**Description of the task:**
Everything from the line that contains "of the slender" through the last line of the listing must be copied exactly, with both of those lines included and no others.

(Named-object pointing records)
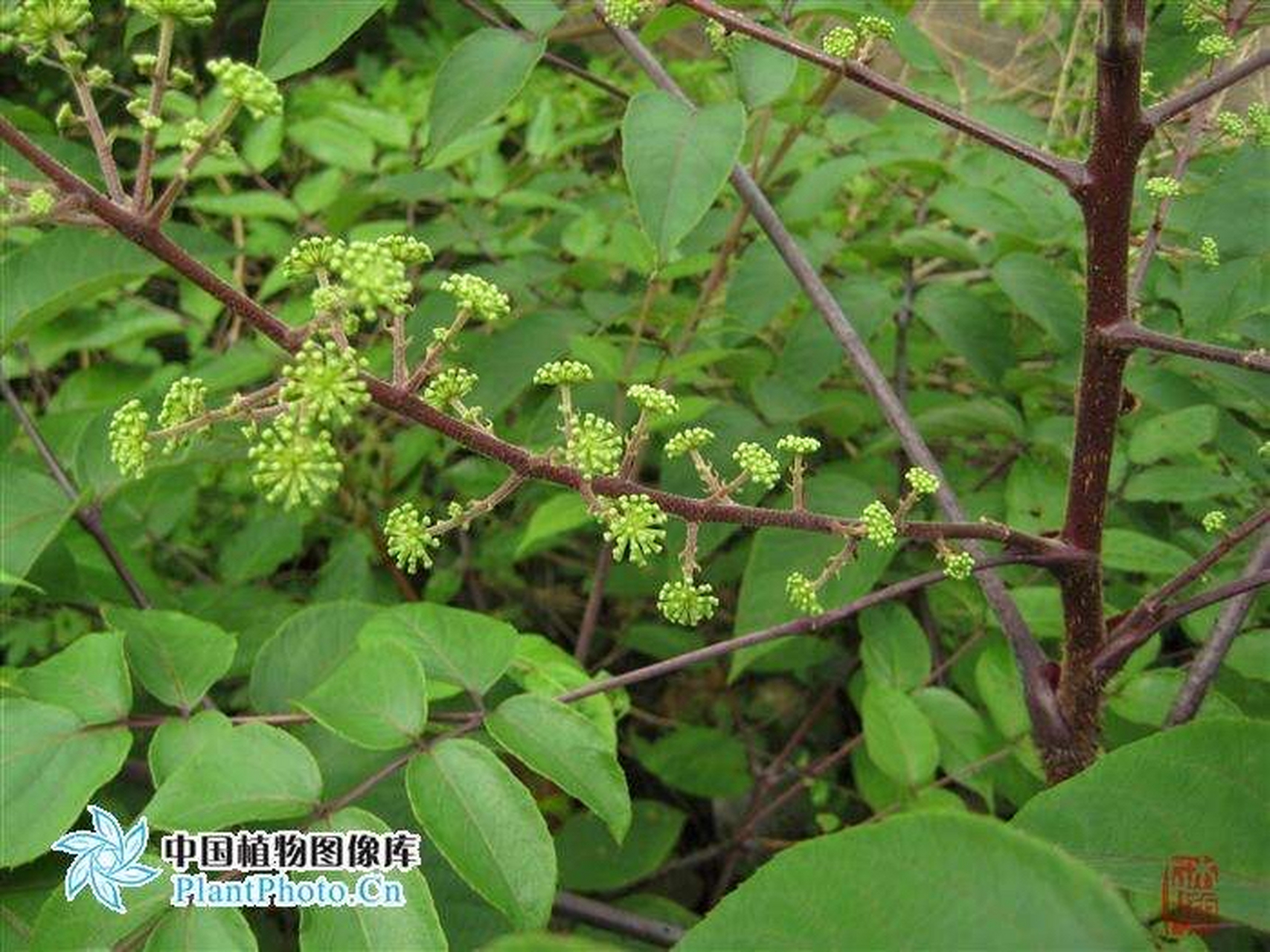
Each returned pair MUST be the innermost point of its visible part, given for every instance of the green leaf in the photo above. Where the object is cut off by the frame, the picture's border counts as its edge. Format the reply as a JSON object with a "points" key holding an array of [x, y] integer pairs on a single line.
{"points": [[455, 646], [89, 677], [197, 930], [893, 648], [921, 881], [700, 761], [60, 269], [86, 924], [563, 513], [487, 826], [304, 652], [763, 73], [32, 513], [413, 926], [298, 34], [181, 738], [176, 657], [50, 767], [676, 160], [254, 772], [1196, 790], [1135, 553], [376, 698], [476, 82], [592, 862], [898, 736], [1175, 434], [1036, 287], [569, 750]]}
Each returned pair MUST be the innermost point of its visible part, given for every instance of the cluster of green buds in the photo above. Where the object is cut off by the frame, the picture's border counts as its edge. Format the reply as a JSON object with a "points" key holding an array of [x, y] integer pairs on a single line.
{"points": [[1214, 46], [686, 602], [48, 23], [623, 13], [1162, 187], [957, 565], [192, 13], [248, 86], [324, 384], [408, 537], [635, 527], [1208, 251], [722, 39]]}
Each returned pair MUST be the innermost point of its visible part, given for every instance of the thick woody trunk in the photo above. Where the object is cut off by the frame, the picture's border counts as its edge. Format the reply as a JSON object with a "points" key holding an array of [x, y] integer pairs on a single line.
{"points": [[1106, 199]]}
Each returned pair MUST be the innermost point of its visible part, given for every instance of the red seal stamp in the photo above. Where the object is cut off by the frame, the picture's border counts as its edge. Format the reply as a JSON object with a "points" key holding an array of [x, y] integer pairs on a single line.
{"points": [[1187, 895]]}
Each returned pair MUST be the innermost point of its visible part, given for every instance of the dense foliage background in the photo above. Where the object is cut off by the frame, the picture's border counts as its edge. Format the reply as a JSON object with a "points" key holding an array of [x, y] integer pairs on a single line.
{"points": [[905, 722]]}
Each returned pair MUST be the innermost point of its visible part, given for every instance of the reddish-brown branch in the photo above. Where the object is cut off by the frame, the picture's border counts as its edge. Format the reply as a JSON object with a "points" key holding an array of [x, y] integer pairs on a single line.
{"points": [[1129, 335], [1175, 106], [1115, 654], [1203, 668], [1029, 655], [89, 517], [1066, 170]]}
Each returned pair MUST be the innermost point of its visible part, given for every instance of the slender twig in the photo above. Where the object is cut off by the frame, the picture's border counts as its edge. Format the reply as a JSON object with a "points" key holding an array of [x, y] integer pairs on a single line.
{"points": [[1209, 657], [1131, 335], [89, 517], [1114, 655], [1027, 653], [1067, 172], [1176, 106], [638, 927]]}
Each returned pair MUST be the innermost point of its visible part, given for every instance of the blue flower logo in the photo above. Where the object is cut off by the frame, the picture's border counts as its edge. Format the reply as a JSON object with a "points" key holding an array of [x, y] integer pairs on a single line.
{"points": [[107, 858]]}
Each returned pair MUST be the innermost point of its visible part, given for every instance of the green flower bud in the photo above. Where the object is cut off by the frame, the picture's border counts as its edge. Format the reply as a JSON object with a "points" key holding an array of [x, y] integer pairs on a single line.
{"points": [[722, 39], [294, 463], [798, 446], [309, 255], [407, 249], [634, 524], [1209, 251], [1214, 46], [41, 202], [879, 524], [478, 296], [594, 446], [757, 463], [450, 385], [841, 42], [1164, 187], [39, 22], [409, 542], [196, 13], [687, 441], [185, 400], [923, 481], [682, 602], [879, 27], [248, 86], [801, 593], [129, 441], [957, 565], [373, 277], [323, 382], [653, 400], [623, 13], [562, 373]]}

**Exercise result:**
Each returned pair MUST be the innermost point of its visible part, given for every instance of the slender twig in the photo above. Where the object is cut off by the frame, the picture's border counts as its edge. Format the reply as a JSON object with a "points" key holding an array of [x, y] integer pairs on a single line.
{"points": [[1209, 657], [1131, 335], [89, 517], [1114, 655], [1027, 653], [1067, 172], [1176, 106], [638, 927]]}
Each returned pair MUST be the innermost point of its visible part, given for every instance of the blue flower logo in the photo above. Where the object is cut off by the frame, the picture's border counts as its edge. Format the reply as a JSON object with a "points" key holding an array of [x, y] integer pairs on a single line.
{"points": [[107, 858]]}
Each returned pair MUST be the innermost point of its visible part, given for every instance of the green flower bud in the photo above. Where the object is cut off by the frame, the picture's border counts as its edge. Format the reply as a JSON object with a "points" key holding an array of [x, y] integer pairs on a single line.
{"points": [[722, 39], [294, 463], [798, 446], [309, 255], [407, 249], [634, 524], [1209, 251], [1214, 46], [41, 202], [879, 524], [478, 296], [594, 446], [757, 463], [450, 385], [841, 42], [1164, 187], [39, 22], [409, 542], [196, 13], [687, 441], [185, 400], [923, 481], [682, 602], [879, 27], [248, 86], [801, 593], [129, 441], [957, 565], [373, 277], [323, 382], [653, 400], [623, 13], [562, 373]]}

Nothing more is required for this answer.